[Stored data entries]

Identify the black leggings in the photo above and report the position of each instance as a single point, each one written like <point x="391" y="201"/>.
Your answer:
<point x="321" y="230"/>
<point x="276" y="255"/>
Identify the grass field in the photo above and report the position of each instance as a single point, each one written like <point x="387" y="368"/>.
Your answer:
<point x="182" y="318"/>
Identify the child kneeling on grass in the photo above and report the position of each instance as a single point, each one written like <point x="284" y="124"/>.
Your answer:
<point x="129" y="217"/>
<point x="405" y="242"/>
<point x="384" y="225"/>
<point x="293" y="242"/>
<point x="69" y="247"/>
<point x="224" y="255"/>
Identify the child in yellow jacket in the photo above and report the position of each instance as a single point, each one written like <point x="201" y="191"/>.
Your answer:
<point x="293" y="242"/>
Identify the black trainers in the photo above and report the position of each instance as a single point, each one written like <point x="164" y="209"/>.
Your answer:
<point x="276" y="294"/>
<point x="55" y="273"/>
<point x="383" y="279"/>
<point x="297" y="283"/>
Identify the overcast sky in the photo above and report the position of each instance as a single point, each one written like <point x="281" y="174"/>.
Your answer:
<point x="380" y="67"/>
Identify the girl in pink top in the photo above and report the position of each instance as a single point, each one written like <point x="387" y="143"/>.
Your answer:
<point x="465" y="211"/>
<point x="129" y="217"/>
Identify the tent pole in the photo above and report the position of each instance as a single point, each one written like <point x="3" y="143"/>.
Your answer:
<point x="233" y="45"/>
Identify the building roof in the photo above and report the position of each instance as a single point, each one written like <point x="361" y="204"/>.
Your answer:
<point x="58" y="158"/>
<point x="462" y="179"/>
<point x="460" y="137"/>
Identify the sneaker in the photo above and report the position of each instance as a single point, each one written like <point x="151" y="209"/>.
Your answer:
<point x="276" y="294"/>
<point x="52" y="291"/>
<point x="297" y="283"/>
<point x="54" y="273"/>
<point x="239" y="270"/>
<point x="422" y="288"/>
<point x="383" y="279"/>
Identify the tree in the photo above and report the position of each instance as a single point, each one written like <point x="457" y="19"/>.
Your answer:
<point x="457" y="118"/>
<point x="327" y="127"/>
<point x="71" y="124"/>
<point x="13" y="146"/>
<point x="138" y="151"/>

### What to work on
Your output should be an exact copy of the lines from the one containing "Identify the overcast" through the last line of the data above.

### Task solution
Identify the overcast sky in the photo above and report the position of each instance as a single point, each one written like <point x="281" y="174"/>.
Your answer:
<point x="380" y="67"/>
Identify the girl in pink top in the photo above and report the position of each instance as a single point, each one written like <point x="387" y="143"/>.
Your answer:
<point x="465" y="211"/>
<point x="129" y="217"/>
Identify the tent pole in the photo above and report the position of each instance as a single point, each one written like <point x="3" y="143"/>.
Your answer:
<point x="233" y="45"/>
Identify the building roof in the photo above and report the position of each instance as a single point, each one written like <point x="361" y="204"/>.
Your answer:
<point x="58" y="158"/>
<point x="462" y="179"/>
<point x="460" y="137"/>
Identify the sneaker in the photo above and report the position of each instance as a single point, each one written like <point x="151" y="209"/>.
Your answer:
<point x="276" y="294"/>
<point x="52" y="291"/>
<point x="297" y="283"/>
<point x="54" y="273"/>
<point x="239" y="270"/>
<point x="422" y="288"/>
<point x="383" y="279"/>
Identify the tree in the photo above and report the position of each instance as a single point, each one written like <point x="457" y="19"/>.
Your answer:
<point x="457" y="118"/>
<point x="327" y="127"/>
<point x="71" y="124"/>
<point x="13" y="146"/>
<point x="138" y="151"/>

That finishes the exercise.